O que se pede — Você consegue reproduzir fielmente o trecho do texto sobre Marcelino que vai de "Em 1813, já" a "evangelização da juventude.", incluindo essas duas partes?

Depois de vários meses tentando aprender algumas noções de latim, o jovem Marcelino ingressou, em 1805, no Seminário Menor de Verrières. Enfrentou momentos difíceis, por causa de sua inaptidão inicial para os estudos, mas, sob o amparo de Nossa Senhora e à custa de muito empenho, conseguiu vencê-los e chegou a surpreender seus professores quando ultrapassou os outros alunos, conseguindo concluir num ano dois períodos letivos.

Em 1813, já no Seminário Maior de Lyon, promoveu a formação de um grupo de fervorosos alunos — entre eles, o futuro Cura d’Ars —, cujo ideal era restaurar a Fé no mundo por meio da devoção a Maria. Juntos, discutiam os melhores meios de apostolado para realizar esse nobre objetivo e salvar o maior número possível de almas, dentro de dois campos de ação nos quais almejavam trabalhar: as missões e a evangelização da juventude.

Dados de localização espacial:
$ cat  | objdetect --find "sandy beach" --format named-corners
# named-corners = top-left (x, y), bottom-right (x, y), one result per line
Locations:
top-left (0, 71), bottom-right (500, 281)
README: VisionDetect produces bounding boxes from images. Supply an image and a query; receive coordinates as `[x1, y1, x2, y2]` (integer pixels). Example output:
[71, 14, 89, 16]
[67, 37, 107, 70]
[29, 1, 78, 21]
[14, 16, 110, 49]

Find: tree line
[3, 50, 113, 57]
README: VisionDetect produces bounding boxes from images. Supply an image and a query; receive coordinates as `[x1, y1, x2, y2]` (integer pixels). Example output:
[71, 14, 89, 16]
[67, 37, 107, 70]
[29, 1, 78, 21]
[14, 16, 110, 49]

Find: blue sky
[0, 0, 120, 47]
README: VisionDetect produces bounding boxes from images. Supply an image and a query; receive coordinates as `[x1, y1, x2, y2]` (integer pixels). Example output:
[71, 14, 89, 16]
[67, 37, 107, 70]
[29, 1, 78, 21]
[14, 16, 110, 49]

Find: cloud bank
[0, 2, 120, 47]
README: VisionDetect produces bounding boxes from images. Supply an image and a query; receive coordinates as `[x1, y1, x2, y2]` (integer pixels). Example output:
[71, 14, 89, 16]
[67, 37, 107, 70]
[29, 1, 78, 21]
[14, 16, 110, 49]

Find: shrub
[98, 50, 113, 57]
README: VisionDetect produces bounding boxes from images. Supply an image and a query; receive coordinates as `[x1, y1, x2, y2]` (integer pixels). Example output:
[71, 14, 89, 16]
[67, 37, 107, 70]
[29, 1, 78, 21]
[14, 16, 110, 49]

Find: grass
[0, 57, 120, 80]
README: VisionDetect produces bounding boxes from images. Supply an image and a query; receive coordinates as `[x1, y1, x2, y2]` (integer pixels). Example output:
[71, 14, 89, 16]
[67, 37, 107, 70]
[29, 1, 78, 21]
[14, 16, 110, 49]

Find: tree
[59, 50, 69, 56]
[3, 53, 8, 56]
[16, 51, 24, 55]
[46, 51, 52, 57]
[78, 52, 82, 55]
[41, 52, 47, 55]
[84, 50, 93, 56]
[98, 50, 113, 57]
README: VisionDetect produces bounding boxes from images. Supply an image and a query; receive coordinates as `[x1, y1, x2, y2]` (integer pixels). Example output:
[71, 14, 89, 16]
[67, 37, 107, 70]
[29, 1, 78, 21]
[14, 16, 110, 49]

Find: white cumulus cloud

Resolução do exercício —
Em 1813, já no Seminário Maior de Lyon, promoveu a formação de um grupo de fervorosos alunos — entre eles, o futuro Cura d’Ars —, cujo ideal era restaurar a Fé no mundo por meio da devoção a Maria. Juntos, discutiam os melhores meios de apostolado para realizar esse nobre objetivo e salvar o maior número possível de almas, dentro de dois campos de ação nos quais almejavam trabalhar: as missões e a evangelização da juventude.